Source data:
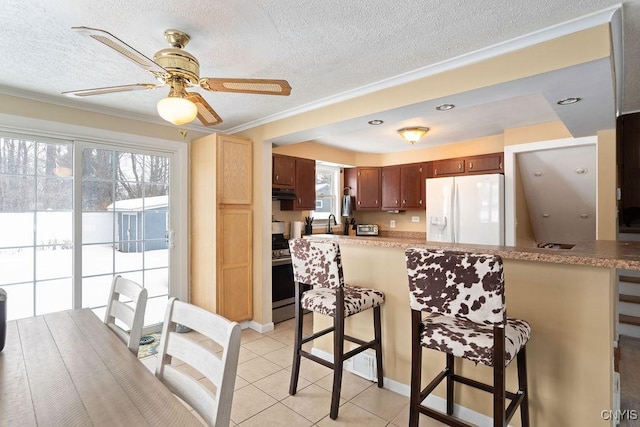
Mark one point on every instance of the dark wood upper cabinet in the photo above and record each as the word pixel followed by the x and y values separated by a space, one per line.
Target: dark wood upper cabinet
pixel 448 167
pixel 391 187
pixel 284 169
pixel 486 163
pixel 368 192
pixel 472 165
pixel 411 186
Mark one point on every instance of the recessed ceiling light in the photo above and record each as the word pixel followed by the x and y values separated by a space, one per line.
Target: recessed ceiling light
pixel 567 101
pixel 445 107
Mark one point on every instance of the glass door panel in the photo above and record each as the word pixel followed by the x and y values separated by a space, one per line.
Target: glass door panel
pixel 36 220
pixel 125 210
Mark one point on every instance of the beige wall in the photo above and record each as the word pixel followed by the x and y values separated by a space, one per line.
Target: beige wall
pixel 30 109
pixel 607 212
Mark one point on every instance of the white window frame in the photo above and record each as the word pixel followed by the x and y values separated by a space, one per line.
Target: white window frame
pixel 319 221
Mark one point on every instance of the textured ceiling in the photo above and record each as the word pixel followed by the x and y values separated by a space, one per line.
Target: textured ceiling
pixel 324 49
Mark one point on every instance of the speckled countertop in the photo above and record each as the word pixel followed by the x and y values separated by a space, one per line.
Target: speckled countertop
pixel 599 253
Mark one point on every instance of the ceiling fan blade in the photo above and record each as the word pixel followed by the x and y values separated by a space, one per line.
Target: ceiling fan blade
pixel 256 86
pixel 206 114
pixel 122 48
pixel 111 89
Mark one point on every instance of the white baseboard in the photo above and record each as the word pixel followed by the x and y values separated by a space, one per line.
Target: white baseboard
pixel 432 401
pixel 258 327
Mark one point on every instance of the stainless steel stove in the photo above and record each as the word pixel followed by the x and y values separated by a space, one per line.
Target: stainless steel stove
pixel 282 284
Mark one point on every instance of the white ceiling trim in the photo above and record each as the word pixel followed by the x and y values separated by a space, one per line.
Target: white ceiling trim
pixel 578 24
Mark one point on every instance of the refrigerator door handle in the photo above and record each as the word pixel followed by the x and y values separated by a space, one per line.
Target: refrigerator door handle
pixel 454 213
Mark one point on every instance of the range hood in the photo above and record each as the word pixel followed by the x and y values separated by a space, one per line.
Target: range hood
pixel 283 194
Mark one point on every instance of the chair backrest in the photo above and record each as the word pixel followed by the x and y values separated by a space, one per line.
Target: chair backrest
pixel 128 310
pixel 459 284
pixel 316 263
pixel 218 367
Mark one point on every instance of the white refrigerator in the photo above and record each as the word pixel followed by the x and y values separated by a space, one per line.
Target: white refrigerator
pixel 466 209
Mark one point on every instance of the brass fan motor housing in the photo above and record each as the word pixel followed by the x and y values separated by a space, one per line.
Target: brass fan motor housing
pixel 179 63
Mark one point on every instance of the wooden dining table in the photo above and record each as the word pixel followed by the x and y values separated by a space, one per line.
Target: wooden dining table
pixel 68 369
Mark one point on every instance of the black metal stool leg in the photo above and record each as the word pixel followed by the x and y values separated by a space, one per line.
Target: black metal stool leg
pixel 338 354
pixel 416 368
pixel 450 383
pixel 523 386
pixel 297 344
pixel 377 326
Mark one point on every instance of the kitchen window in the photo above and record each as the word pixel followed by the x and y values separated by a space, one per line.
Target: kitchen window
pixel 327 193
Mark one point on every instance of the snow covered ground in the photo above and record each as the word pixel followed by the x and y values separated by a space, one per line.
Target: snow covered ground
pixel 46 274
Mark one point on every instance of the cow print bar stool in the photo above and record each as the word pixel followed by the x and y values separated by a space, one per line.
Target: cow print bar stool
pixel 463 294
pixel 319 264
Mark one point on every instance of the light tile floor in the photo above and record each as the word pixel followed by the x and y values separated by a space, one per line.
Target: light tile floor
pixel 261 396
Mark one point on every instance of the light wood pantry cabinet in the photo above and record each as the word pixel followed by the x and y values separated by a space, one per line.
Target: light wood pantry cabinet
pixel 221 225
pixel 304 187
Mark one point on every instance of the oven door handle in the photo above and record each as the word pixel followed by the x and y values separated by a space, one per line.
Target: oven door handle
pixel 280 261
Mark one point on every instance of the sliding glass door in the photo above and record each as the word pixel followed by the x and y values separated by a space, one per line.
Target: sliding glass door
pixel 36 223
pixel 73 215
pixel 125 225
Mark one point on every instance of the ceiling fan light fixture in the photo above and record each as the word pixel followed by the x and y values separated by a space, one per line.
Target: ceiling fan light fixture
pixel 176 110
pixel 413 134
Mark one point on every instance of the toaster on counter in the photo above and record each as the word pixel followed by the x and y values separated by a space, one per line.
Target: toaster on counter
pixel 366 230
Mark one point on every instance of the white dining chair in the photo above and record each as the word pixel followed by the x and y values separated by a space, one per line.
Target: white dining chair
pixel 218 363
pixel 128 310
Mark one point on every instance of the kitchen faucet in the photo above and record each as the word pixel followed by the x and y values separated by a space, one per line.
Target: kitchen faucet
pixel 329 231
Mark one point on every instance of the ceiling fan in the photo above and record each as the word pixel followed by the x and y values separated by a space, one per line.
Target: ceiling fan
pixel 178 69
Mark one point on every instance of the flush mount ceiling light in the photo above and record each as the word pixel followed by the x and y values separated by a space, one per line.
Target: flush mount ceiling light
pixel 568 101
pixel 413 134
pixel 445 107
pixel 176 108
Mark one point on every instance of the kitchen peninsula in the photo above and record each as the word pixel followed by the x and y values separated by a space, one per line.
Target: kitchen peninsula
pixel 567 295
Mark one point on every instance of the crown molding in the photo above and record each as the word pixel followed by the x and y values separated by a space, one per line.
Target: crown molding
pixel 578 24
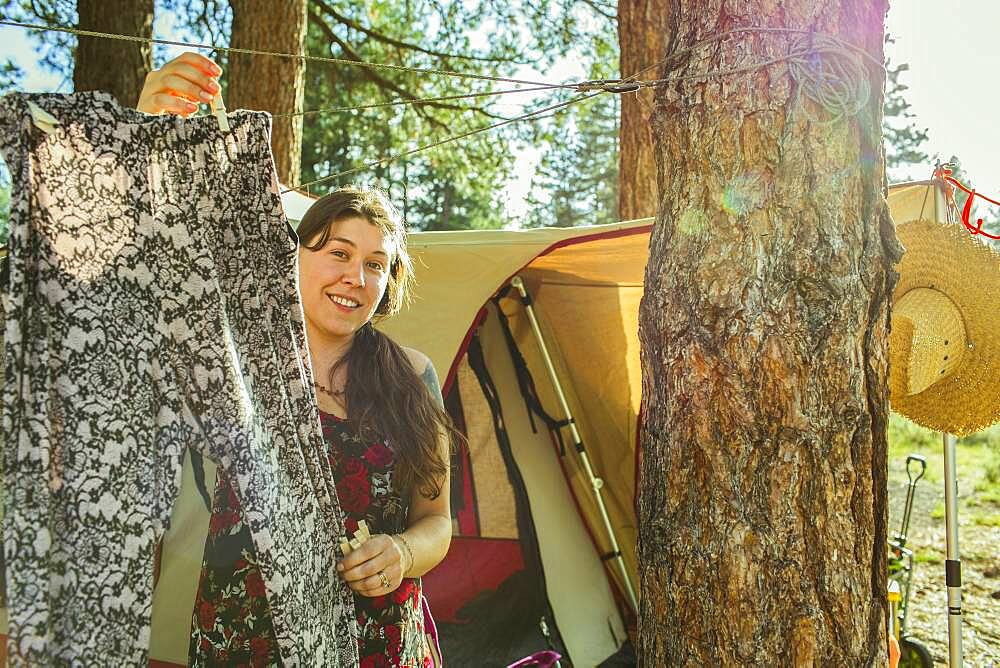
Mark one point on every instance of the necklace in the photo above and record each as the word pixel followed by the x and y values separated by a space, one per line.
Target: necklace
pixel 336 394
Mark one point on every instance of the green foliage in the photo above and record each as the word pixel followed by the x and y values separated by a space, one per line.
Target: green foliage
pixel 577 178
pixel 10 78
pixel 902 137
pixel 977 466
pixel 459 185
pixel 576 182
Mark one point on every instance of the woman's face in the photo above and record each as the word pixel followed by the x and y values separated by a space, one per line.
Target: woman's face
pixel 343 282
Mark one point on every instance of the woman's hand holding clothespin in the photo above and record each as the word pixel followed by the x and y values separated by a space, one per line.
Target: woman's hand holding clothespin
pixel 180 86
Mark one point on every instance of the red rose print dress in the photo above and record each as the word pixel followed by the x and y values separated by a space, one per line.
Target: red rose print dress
pixel 231 624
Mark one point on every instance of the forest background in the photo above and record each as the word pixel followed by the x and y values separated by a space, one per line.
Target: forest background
pixel 477 183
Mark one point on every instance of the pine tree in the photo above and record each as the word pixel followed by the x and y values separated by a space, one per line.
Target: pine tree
pixel 902 137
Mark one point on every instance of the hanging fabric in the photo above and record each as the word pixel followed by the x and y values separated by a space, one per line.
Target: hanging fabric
pixel 153 308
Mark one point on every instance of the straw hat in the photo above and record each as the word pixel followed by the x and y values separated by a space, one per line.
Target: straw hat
pixel 944 347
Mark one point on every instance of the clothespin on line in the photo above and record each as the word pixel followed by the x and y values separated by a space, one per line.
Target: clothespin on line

Work order: Would you transcribe all of the data exactly, omitting any pictures?

Answer box:
Mark one point on every instance of the dark wood upper cabinet in the photo above and record each as the word pixel followed by the x and y values separated by a space, one per line.
Target: dark wood upper cabinet
pixel 448 167
pixel 391 187
pixel 284 169
pixel 486 163
pixel 368 192
pixel 472 165
pixel 411 186
Mark one point on every instance of the recessed ceiling light in the photo above and record each as the word pixel followed by the x and y values separated by a space, one per line.
Target: recessed ceiling light
pixel 567 101
pixel 445 107
Mark one point on every instance of the glass door panel in the photo above and record each as the word pixel followed by the x and y values separated by a space, one per line.
Target: glass door panel
pixel 36 220
pixel 125 210
Mark one point on every instance of the beige wall in the photo above and record each as the word pixel followed by the x and y values separated by a space, one per line.
Target: beige wall
pixel 30 109
pixel 607 212
Mark one point on every instance of the white window frame in the photo above and record each as the word pixel followed by the x and y values separated by a space, one per line.
Target: white window frame
pixel 319 221
Mark one point on every instance of the textured ceiling in the photo above and record each as the word pixel followed by the x and y values separated by a space, one per line.
Target: textured ceiling
pixel 324 49
Mark one point on every instance of the speckled countertop in the photo above and record each as the word pixel followed by the x and y values separated by a space, one per line.
Target: speckled countertop
pixel 599 253
Mark one point on every instance of the ceiling fan blade in the photo above and record each as the word pixel followed by the x and y values separated by a space, one per line.
Target: ceiling fan blade
pixel 256 86
pixel 206 114
pixel 122 48
pixel 111 89
Mark one point on every instance of the white baseboard in the photo above and record each as the word pixel followed by the x and y values separated by a space, one per line.
Target: white baseboard
pixel 432 401
pixel 258 327
Mark one point on every instance of the stainless steel stove in the photo above and record each as the word pixel followed by the x and y values separated by a space, one per line.
Target: stainless steel stove
pixel 282 284
Mark one point on every instance of the white ceiling trim in the photo above and record each as the word pixel followed by the x and y values separated by a space, one per line.
Target: white ceiling trim
pixel 578 24
Mark one point on every instance of the refrigerator door handle in the photo above and record each as the word pixel followed by the x and y values separated by a space, one per line.
Target: refrigerator door handle
pixel 454 213
Mark one point on every instance of the range hood in the photo above and record each as the word pixel followed by the x and y values separated by a space, one per line.
Target: range hood
pixel 283 194
Mark one point on every instance of the chair backrest in the photo above and record each as the word pixel followed by the x and y values separated by a space, one per line.
Target: chair backrest
pixel 128 310
pixel 459 284
pixel 316 263
pixel 218 367
Mark one point on every instance of the white refrigerator in the photo above and record each as the word pixel followed by the x and y values separated by a space, one per line.
Target: white refrigerator
pixel 466 209
Mark one point on every instance of the brass fan motor housing in the photo above and record each as the word pixel followed by the x and y values separated by a space, one per line.
Target: brass fan motor housing
pixel 179 63
Mark one point on every instance of the wooden dining table in the photo above and record each as the word pixel followed by the x and y values separated by a space, one per line.
Target: wooden dining table
pixel 68 369
Mark one point on every instance of the black metal stool leg in the photo above and record each as the word pixel followed by the x and y values separated by a space, one per line.
Target: black metal stool leg
pixel 338 354
pixel 416 368
pixel 450 383
pixel 523 386
pixel 297 344
pixel 377 326
Mark one point on every instance of the kitchen window in the photo above and record each as the word pixel followed by the x and y values separated by a space, one per line.
Target: kitchen window
pixel 327 193
Mark one point on every instance of the snow covered ground in the photo above and record each as the word pixel followed by the x and y values separated by a space, one per line.
Target: snow covered ground
pixel 46 274
Mark one point on every instance of the cow print bar stool in the photo above and record each as the word pixel followed by the x and y values separated by a space, one per line.
Target: cow print bar stool
pixel 463 294
pixel 319 264
Mark one point on every instance of the light tile floor in the photo above and record each as the word pixel followed by the x and y values separated by a space, one per line.
Target: light tile floor
pixel 261 396
Mark one point on every instance of the light wood pantry cabinet in the photo above and record each as the word pixel followed by the x and y values separated by a space, one per line.
Target: light wood pantry cabinet
pixel 221 225
pixel 304 187
Mark one point on every instance of the oven door handle in the photo above and record each as the word pixel followed by the x and y values separated by a space, one per line.
Target: oven door handle
pixel 280 261
Mark one point on every instance of the sliding glass door in the photo above and record each as the word pixel followed by the x and y values separated by a space, one per line.
Target: sliding glass door
pixel 36 223
pixel 73 215
pixel 125 225
Mark one point on every instance of the ceiling fan light fixture in the photo above and record each as the word pixel followed by the x and y values separated by a space, one per line.
Target: ceiling fan light fixture
pixel 176 110
pixel 413 134
Mark one point on every instance of the toaster on counter in the photo above and record each as the word pixel followed by the x and y values separated by a space, one per line.
Target: toaster on counter
pixel 366 230
Mark one point on every instance of the white dining chair in the photo above and record each as the word pixel followed by the x and y values separated by a space, one per line.
Target: white dining chair
pixel 218 363
pixel 128 310
Mark one point on every instance of the kitchen faucet in the photo above and record each as the word pixel followed by the x and y values separated by a space, one per line.
Target: kitchen faucet
pixel 329 231
Mark one point on every instance of the ceiling fan in the photo above and record each as the word pixel followed by the x and y values separated by a space, one per line.
Target: ceiling fan
pixel 178 69
Mark one point on every instance of the flush mount ceiling light in the photo above and record each as the word pixel followed by the x and y values separated by a space, one per line.
Target: flush mount ceiling light
pixel 568 101
pixel 413 134
pixel 445 107
pixel 176 108
Mark one point on every instance of the kitchen peninsula in the photo above and record each as the word pixel followed by the x and y values separated by a space, one per line.
Target: kitchen peninsula
pixel 567 295
Mark one point on every instance of the crown molding in the photo above and record each as the word pixel followed by the x and y values separated by a space, one per line.
Target: crown molding
pixel 578 24
Mark one point on every instance of the necklace in the photo above and record each as the word pixel followed by the x and y values separated by a space, one per line.
Target: necklace
pixel 336 394
Mark one point on every instance of the green foliage in the photo above and record each as the word pixel followed by the x and y values separated by a space, one per line.
Target: green foliage
pixel 577 178
pixel 10 78
pixel 902 137
pixel 977 466
pixel 459 185
pixel 576 182
Mark one point on every instance of the woman's face in the photo above and record each as the word pixel followed by the x and y values separated by a space, one per line.
Target: woman's face
pixel 343 282
Mark one point on every instance of the woman's hand holding clothespin in the photo above and record each as the word pixel followed by the x and y values separated by a space, one per line.
Target: woman's hand holding clothespin
pixel 180 86
Mark one point on every instance of the red rose print dress in the photo above and record each as the word pixel followed by the x and y values separated by a space, one per line.
Target: red rose print dress
pixel 231 624
Mark one point on every instance of the forest background in the photo above and record each as the word pixel followed by the x and y values separated by a space, one per line.
Target: forest background
pixel 477 183
Mark one point on every instance of the pine tree in the photo above and record each as the word pixel followed by the x and y values separated by a space, one per line.
Target: pine tree
pixel 902 137
Mark one point on every instance of the hanging fabric in the photo above and record each as the word pixel followed by the x and y values separated by a space, one per line.
Target: hanging fabric
pixel 153 308
Mark one point on every instance of the straw hat in the photo above and record each as the word pixel followed by the x and y values separated by a space, one per line.
Target: straw hat
pixel 944 347
Mark one point on every instance of the clothespin on line in the photo above and record each as the word pixel followed by the x and y values separated by a space, one per line.
Target: clothespin on line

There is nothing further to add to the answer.